[KUTIPAN HALAMAN]
┏━━

Senin, 18 Oktober 2010

FENOMENA TASYRI’ MASA RASULULLAH


                                   
                       
A. PENDAHULUAN

Yang di maksud masa Rasulullah adalah suatu massa dimana hidup Nabi Muhammad SAW. Dan para sahabat yang bermula dari turunya wahyu berakhir dengan wafatnya nabi pada tahun 11 H. Era ini merupakan masa pertumbuhan dan pembentukan fiqih Islam, suatu masa turunya syariat Islam dalam pengertian sebenarnya.
            Turunnya syariat dalam arti proses munculnya hukum-hukum syar’iyah hanya terjadi pada era Rasulullah sebab syari’at itu, turun dari Allah dan itu berakhir dengan turunnya wahyu setelah nabi wafat, nabi sendiri tidak mempunyai kekuasaan untuk membuat hukum-hukum syar’iyah karena tugas seorang Rasul hanya menyampaikan hukum-hukum syar’iyah itu kepada umatnya.
Maka dari itu kita dapat memahami bahwa, kerja fuqaha dan mujtahidin bukan membuat hukum tetapi mencari dan menyimpulkannya dari sumber-sumber hukum yang benar. Dan sumber-sumber hukum Islam yang menjadi rujukan dalam mencari hukum syar’iyah adalah wahyu, baik wahyu yang dibacakan yaitu Al-Qur’an ataupun wahyu yang tidak dibacakan yaitu Sunnah.
Sebelum membahas tentang sumber-sumber hukum lebih baiknya kita memahami perkembangan kedua tasyri’ yang berlainan, yaitu: periode Makkah dan Madinah agar kita mengetahui ciri dan karakteristik wahyu yang turun di Makkah dan Madinah dan bagaimana nabi menterjemahkannya dalam berbagai situasi yang berbeda.

B. SUBSTANSI KAJIAN

1. Tasyri’ Pada Periode Mekkah
Pada awal mulanya Islam berorientasi memperbaiki aqidah, karena akidah merupakan fundamen yang akan berdiri diatasnya, apapun bentuknya, sehingga bila telah selesai tujuan yang pertama maka akan melanjutkan dengan meletakkan aturan kehidupan. Karena itu, Al-Qur’an yang turun pada mereka ketika di Makkah-sebelum hijrah yang memperhatikan penolakan terhadap syirik dan mengajak mereka menuju tauhid, memuaskan mereka dengan kebenaran risalah yang disampaikan oleh para nabi,mengiringi mereka agar mengambil pelajaran dari kisah umat-umat terdahulu, menganjurkan mereka agar memperhatikan kerajaan langit dan bumi dan merenungkan ciptaan Allah, menganjurkan mereka agar membuang taklid pada nenek moyangnya, dan memalingkan mereka dari pengaruh kebodohan yang di tinggalkan oleh leluhurnya seperti pembunuhan, zina dan mengubur anak perempuan hidup-hidup.

┗━━

[TUGAS WAJIB]
**1)** Jawab pertanyaan berikut berdasarkan kutipan tentang tasyri’ masa Rasulullah.
(a) Pada tahun berapa masa Rasulullah berakhir dengan wafatnya Nabi?
(b) Apa dua bentuk wahyu yang disebut sebagai sumber hukum Islam?
(c) Menurut bagian periode Mekkah, apa orientasi Islam pada awal mulanya?
**2)** Tuliskan kembali bagian kutipan tentang tasyri’ masa Rasulullah mulai dari "Yang di maksud" dan berakhir pada "itu kepada umatnya.", tanpa mengubah satu kata pun.

[BLOK DATA]
┏━━

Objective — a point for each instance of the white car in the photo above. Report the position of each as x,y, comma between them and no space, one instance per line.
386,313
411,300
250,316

┗━━

[SOAL TERJAWAB]
**1)**
(a) Tahun 11 H.
(b) Al-Qur’an, yaitu wahyu yang dibacakan, dan Sunnah, yaitu wahyu yang tidak dibacakan.
(c) Memperbaiki aqidah.

**2)**
Yang di maksud masa Rasulullah adalah suatu massa dimana hidup Nabi Muhammad SAW. Dan para sahabat yang bermula dari turunya wahyu berakhir dengan wafatnya nabi pada tahun 11 H. Era ini merupakan masa pertumbuhan dan pembentukan fiqih Islam, suatu masa turunya syariat Islam dalam pengertian sebenarnya.
            Turunnya syariat dalam arti proses munculnya hukum-hukum syar’iyah hanya terjadi pada era Rasulullah sebab syari’at itu, turun dari Allah dan itu berakhir dengan turunnya wahyu setelah nabi wafat, nabi sendiri tidak mempunyai kekuasaan untuk membuat hukum-hukum syar’iyah karena tugas seorang Rasul hanya menyampaikan hukum-hukum syar’iyah itu kepada umatnya.